• **Consegne dell'esercizio**
#1 Risponda alle seguenti domande sull'estratto relativo alla divisione ereditaria:
(a) Dinanzi a quale tribunale venne convenuta in giudizio A.F.?
(b) Che cosa chiedeva la convenuta in via riconvenzionale?
(c) Quale somma si impegnava a versare la convenuta a ciascuna sorella a titolo di conguaglio?
#2 Traduca in inglese la seguente frase dell'estratto sulla divisione ereditaria: "Si costituiva la convenuta che chiedeva il rigetto della domanda di divisione, insistendo per la condanna in via riconvenzionale delle attrici al rimborso delle spese sostenute a seguito del decesso dei genitori e nell'interesse di tutte le comuniste."
#3 Prosegua la stesura dell'estratto sulla divisione ereditaria, riprendendo dopo l'ultima frase riportata.

• **Estratto**
****

RAGIONI IN FATTO DELLA DECISIONE

Con citazione del 26/6/2004, le germane A.M. ed A.E. convenivano in giudizio la sorella A.F. dinanzi al Tribunale di Teramo, onde pervenire allo scioglimento delle comunioni ereditarie materna e paterna, evidenziando in particolare che la defunta genitrice aveva attribuito alla convenuta, in aggiunta alla quota di legittima, anche la disponibile.

Si costituiva la convenuta che chiedeva il rigetto della domanda di divisione, insistendo per la condanna in via riconvenzionale delle attrici al rimborso delle spese sostenute a seguito del decesso dei genitori e nell’interesse di tutte le comuniste.

Nel corso delle operazioni peritali, e precisamente nella sessione del 28/11/2008, veniva sottoscritto un verbale con il quale si prevedeva il trasferimento di tutti i beni comuni alla convenuta, con l’impegno della stessa a versare a titolo di conguaglio alle sorelle la somma di Euro 200.000,00 cadauna.

****

• **Elenco fornito**
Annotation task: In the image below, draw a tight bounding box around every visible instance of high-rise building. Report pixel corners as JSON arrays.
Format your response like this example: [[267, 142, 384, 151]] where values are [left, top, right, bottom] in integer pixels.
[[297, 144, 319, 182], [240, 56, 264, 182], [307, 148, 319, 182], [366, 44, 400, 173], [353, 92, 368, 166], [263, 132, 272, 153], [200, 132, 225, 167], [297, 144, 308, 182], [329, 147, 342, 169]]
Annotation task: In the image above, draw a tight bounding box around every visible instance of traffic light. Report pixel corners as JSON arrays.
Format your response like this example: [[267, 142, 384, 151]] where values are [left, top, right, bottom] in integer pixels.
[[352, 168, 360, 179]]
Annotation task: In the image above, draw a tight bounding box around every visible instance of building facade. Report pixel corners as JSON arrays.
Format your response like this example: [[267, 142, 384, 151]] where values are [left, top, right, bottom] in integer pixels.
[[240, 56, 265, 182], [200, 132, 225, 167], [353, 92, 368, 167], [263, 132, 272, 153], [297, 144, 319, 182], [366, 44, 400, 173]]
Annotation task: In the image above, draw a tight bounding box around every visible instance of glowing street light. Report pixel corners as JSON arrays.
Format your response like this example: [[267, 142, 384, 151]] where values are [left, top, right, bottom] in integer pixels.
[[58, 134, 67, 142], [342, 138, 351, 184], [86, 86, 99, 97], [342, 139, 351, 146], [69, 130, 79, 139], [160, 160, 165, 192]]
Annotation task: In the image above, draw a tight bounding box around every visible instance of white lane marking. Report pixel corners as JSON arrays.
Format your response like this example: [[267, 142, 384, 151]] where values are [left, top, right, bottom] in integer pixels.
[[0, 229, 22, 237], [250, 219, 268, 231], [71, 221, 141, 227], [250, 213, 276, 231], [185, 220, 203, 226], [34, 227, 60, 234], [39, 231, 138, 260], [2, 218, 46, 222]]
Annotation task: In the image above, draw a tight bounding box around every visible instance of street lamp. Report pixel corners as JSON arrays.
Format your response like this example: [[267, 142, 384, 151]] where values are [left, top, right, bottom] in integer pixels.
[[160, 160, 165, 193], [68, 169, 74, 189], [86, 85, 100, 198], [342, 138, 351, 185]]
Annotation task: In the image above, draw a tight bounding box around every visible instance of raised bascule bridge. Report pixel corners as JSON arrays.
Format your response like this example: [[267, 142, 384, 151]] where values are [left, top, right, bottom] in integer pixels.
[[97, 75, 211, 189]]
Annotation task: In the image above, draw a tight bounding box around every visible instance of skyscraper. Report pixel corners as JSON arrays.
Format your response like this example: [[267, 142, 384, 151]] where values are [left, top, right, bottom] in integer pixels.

****

• **Risultati**
#1
(a) Dinanzi al Tribunale di Teramo.
(b) La condanna delle attrici al rimborso delle spese sostenute a seguito del decesso dei genitori e nell'interesse di tutte le comuniste.
(c) Euro 200.000,00 cadauna.

#2 The defendant entered an appearance and requested that the claim for division be dismissed, pressing by way of counterclaim for the plaintiffs to be ordered to reimburse the expenses incurred following the death of their parents and in the interest of all the co-owners.

#3
Essendo sorta contestazione tra le parti circa l’efficacia vincolante di tale accordo, il Tribunale adito con la sentenza n. 452/2009 dell’8 luglio 2009 dichiarava sciolta la comunione ereditaria alle condizioni concordate nella scrittura privata del 28 novembre 2008, e per l’effetto attribuiva alla convenuta la proprietà esclusiva di tutti i beni immobili, ponendo a suo carico il conguaglio determinato in Euro 200.000,00 a favore di ognuna delle attrici (così essendosi proceduto alla correzione dell’errore materiale inizialmente contenuto nella sentenza).

A seguito di appello di A.F., la Corte d’Appello di L’Aquila con la sentenza n. 958 del 21/9/2016 rigettava il gravame, condannando l’appellante al rimborso in favore delle appellate delle spese del grado.

In primo luogo, disattendeva la censura di nullità della sentenza per violazione della regola di composizione dell’organo giudicante di cui all’art. 50 bis c.p.c., rilevando che la domanda proposta atteneva alla sola divisione dei beni relitti, senza che fosse stata posta in discussione la validità del testamento e senza che fosse stata esperita alcuna azione di riduzione.

Del pari era disattesa la doglianza che investiva la mancata riproduzione in sentenza della narrazione dei fatti e delle conclusioni delle parti, occorrendo considerare che la sentenza era stata pronunciata dal Tribunale ex art. 281 sexies c.p.c..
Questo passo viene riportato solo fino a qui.